The constant extension of a deadline to reduce promoter shareholding could net Uday Kotak and his family members a hefty sum.
Uday Kotak’s much hyped press conference on March 29 promised a bang. But all we got was a whimper. Kotak’s announcement was a new digital-based saving account, christened “811”, no doubt in honour of the Modi government’s demonetisation move, which was announced on November 8. It is a curious naming attempt that reminds one of the 9/11 or 26/11 attacks.
Kotak believes the scheme will double the bank’s eight-million customer base in 18 months. Prior to the press conference, the financial television press unwittingly delivered Kotak Mahindra Bank (KMB) much publicity by broadcasting a “countdown” throughout the day to the bank’s event, probably in anticipation of a rumoured merger and acquisition announcement.
To say that Kotak made no such announcement is an understatement.
The press conference once again focused attention on the need for Kotak to divest part of his holdings to meet regulatory timelines. The RBI had laid down norms in 2013 requiring promoters of private banks to reduce their holdings to 15% within 12 years of the start of operations, which in Kotak’s case would mean by March 31, 2015. However, to date Kotak holds over 30% of KMB, thanks to the RBI’s special ‘forbearance’. What is even more remarkable, however, is that he can put off selling his excess stake till 2020.

| Provided material |
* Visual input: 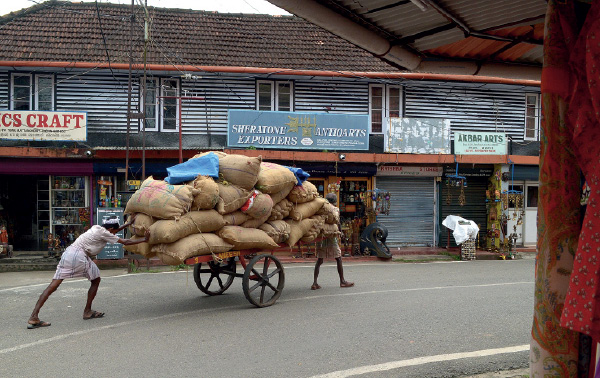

| Objectives |
**1)** From the article on Kotak, explain in one to three sentences why Kotak was expected to cut his stake by March 31, 2015.
**2)** Please reproduce word for word the part of the article on Kotak that opens with the words containing "Kotak believes the" and closes with "is an understatement.".
The material plays no part in this work.

| Solutions to the exercise |
**1)** In 2013, the RBI set norms requiring promoters of private banks to bring their holdings down to 15% within 12 years of the start of operations. In Kotak's case, that meant by March 31, 2015.

**2)**
Kotak believes the scheme will double the bank’s eight-million customer base in 18 months. Prior to the press conference, the financial television press unwittingly delivered Kotak Mahindra Bank (KMB) much publicity by broadcasting a “countdown” throughout the day to the bank’s event, probably in anticipation of a rumoured merger and acquisition announcement.
To say that Kotak made no such announcement is an understatement.